▶ _The problem_
Please copy the lines below word for word, from the line with "Where can the shoe" up to and including the line with "x=129, y=77".

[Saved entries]
- - - - -

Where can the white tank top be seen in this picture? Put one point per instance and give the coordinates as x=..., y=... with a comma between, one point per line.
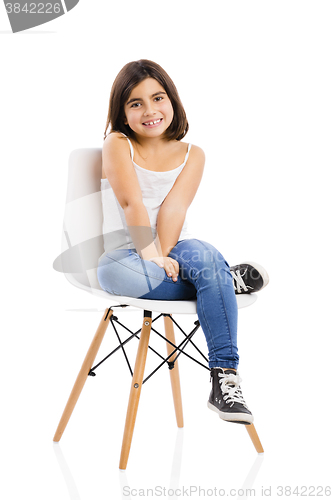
x=155, y=186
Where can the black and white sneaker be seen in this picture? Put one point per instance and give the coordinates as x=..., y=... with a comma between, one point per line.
x=226, y=397
x=249, y=277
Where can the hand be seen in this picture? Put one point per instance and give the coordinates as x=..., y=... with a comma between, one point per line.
x=170, y=266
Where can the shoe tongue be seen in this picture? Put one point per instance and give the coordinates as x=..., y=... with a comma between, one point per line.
x=230, y=371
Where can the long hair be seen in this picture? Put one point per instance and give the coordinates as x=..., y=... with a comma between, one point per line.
x=129, y=77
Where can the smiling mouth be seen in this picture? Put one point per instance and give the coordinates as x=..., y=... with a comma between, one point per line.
x=152, y=123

- - - - -

▶ _Complete answer_
Where can the shoe tongue be seen in this picture? Put one point per instance and give the coordinates as x=..., y=... with a comma between, one point per line.
x=230, y=371
Where can the long hair be seen in this picture? Put one point per instance and give the coordinates as x=..., y=... with a comma between, one point per line.
x=129, y=77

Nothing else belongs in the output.